- WRITTEN PROBLEM: Rescale the lines from the one that has "of the magenta" through the end of the rows below. Write them out again, requests included, with every x and y coordinate in the answers multiplied by 0.45 and rounded to a whole number, halves rounding up.
START EXTRACTED MATERIAL
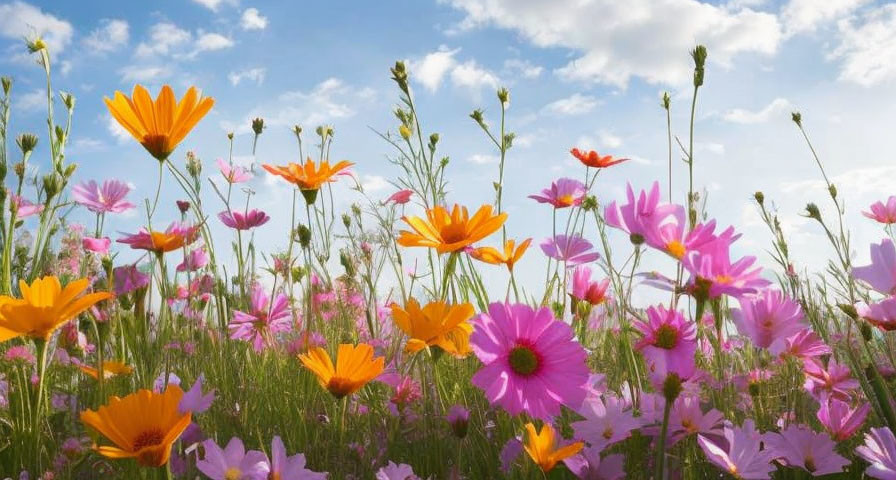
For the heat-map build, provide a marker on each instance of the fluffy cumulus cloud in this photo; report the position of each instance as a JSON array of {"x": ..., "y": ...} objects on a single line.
[
  {"x": 252, "y": 19},
  {"x": 633, "y": 38},
  {"x": 111, "y": 35},
  {"x": 22, "y": 20}
]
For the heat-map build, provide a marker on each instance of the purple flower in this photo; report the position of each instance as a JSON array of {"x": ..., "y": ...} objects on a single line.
[
  {"x": 571, "y": 249},
  {"x": 108, "y": 198}
]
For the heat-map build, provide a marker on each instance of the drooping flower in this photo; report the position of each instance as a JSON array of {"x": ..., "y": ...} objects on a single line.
[
  {"x": 880, "y": 451},
  {"x": 573, "y": 250},
  {"x": 881, "y": 273},
  {"x": 450, "y": 232},
  {"x": 264, "y": 320},
  {"x": 161, "y": 124},
  {"x": 233, "y": 173},
  {"x": 44, "y": 307},
  {"x": 563, "y": 193},
  {"x": 232, "y": 462},
  {"x": 798, "y": 446},
  {"x": 591, "y": 158},
  {"x": 512, "y": 253},
  {"x": 176, "y": 236},
  {"x": 769, "y": 319},
  {"x": 544, "y": 449},
  {"x": 840, "y": 419},
  {"x": 436, "y": 324},
  {"x": 105, "y": 198},
  {"x": 531, "y": 362},
  {"x": 142, "y": 425},
  {"x": 742, "y": 457},
  {"x": 243, "y": 220},
  {"x": 883, "y": 213},
  {"x": 355, "y": 366}
]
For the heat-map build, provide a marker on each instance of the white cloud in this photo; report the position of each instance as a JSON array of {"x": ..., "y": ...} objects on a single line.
[
  {"x": 575, "y": 104},
  {"x": 778, "y": 107},
  {"x": 20, "y": 20},
  {"x": 252, "y": 19},
  {"x": 867, "y": 47},
  {"x": 634, "y": 38},
  {"x": 799, "y": 16},
  {"x": 255, "y": 75},
  {"x": 111, "y": 35}
]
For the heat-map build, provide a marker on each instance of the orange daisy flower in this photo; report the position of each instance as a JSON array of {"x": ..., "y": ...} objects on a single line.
[
  {"x": 509, "y": 257},
  {"x": 160, "y": 124},
  {"x": 439, "y": 324},
  {"x": 542, "y": 447},
  {"x": 44, "y": 307},
  {"x": 355, "y": 366},
  {"x": 142, "y": 425},
  {"x": 593, "y": 159},
  {"x": 450, "y": 232}
]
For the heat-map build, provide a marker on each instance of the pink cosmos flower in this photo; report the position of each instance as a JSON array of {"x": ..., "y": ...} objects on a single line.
[
  {"x": 96, "y": 245},
  {"x": 583, "y": 289},
  {"x": 563, "y": 193},
  {"x": 881, "y": 274},
  {"x": 769, "y": 318},
  {"x": 232, "y": 462},
  {"x": 233, "y": 173},
  {"x": 263, "y": 320},
  {"x": 840, "y": 419},
  {"x": 834, "y": 382},
  {"x": 570, "y": 249},
  {"x": 244, "y": 220},
  {"x": 400, "y": 197},
  {"x": 108, "y": 198},
  {"x": 798, "y": 446},
  {"x": 743, "y": 456},
  {"x": 880, "y": 451},
  {"x": 531, "y": 362},
  {"x": 668, "y": 345},
  {"x": 194, "y": 260},
  {"x": 882, "y": 213}
]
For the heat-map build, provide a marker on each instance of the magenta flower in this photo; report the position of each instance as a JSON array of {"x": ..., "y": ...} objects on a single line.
[
  {"x": 233, "y": 173},
  {"x": 570, "y": 249},
  {"x": 232, "y": 462},
  {"x": 881, "y": 274},
  {"x": 798, "y": 446},
  {"x": 840, "y": 419},
  {"x": 769, "y": 319},
  {"x": 263, "y": 321},
  {"x": 880, "y": 451},
  {"x": 244, "y": 221},
  {"x": 834, "y": 382},
  {"x": 563, "y": 193},
  {"x": 283, "y": 467},
  {"x": 668, "y": 345},
  {"x": 742, "y": 457},
  {"x": 96, "y": 245},
  {"x": 108, "y": 198},
  {"x": 883, "y": 213},
  {"x": 531, "y": 362}
]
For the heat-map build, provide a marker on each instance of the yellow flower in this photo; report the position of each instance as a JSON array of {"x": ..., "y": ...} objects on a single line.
END EXTRACTED MATERIAL
- EXERCISE ANSWER:
For the heat-map build, provide a marker on each instance of the magenta flower in this photo; report the position of each instance as a JSON array of {"x": ..., "y": ...} objects on a single line.
[
  {"x": 105, "y": 78},
  {"x": 257, "y": 112},
  {"x": 104, "y": 208},
  {"x": 396, "y": 123},
  {"x": 359, "y": 201},
  {"x": 378, "y": 189},
  {"x": 346, "y": 144},
  {"x": 118, "y": 144},
  {"x": 396, "y": 203},
  {"x": 110, "y": 99},
  {"x": 375, "y": 172},
  {"x": 253, "y": 87},
  {"x": 127, "y": 210},
  {"x": 301, "y": 155},
  {"x": 334, "y": 206},
  {"x": 43, "y": 110},
  {"x": 49, "y": 89},
  {"x": 397, "y": 96},
  {"x": 239, "y": 163}
]
For the heat-map build, provide a marker on each instance of the yellow flower in this photo; report the position of each instance as a JSON array of {"x": ..., "y": ...} objects on a single line.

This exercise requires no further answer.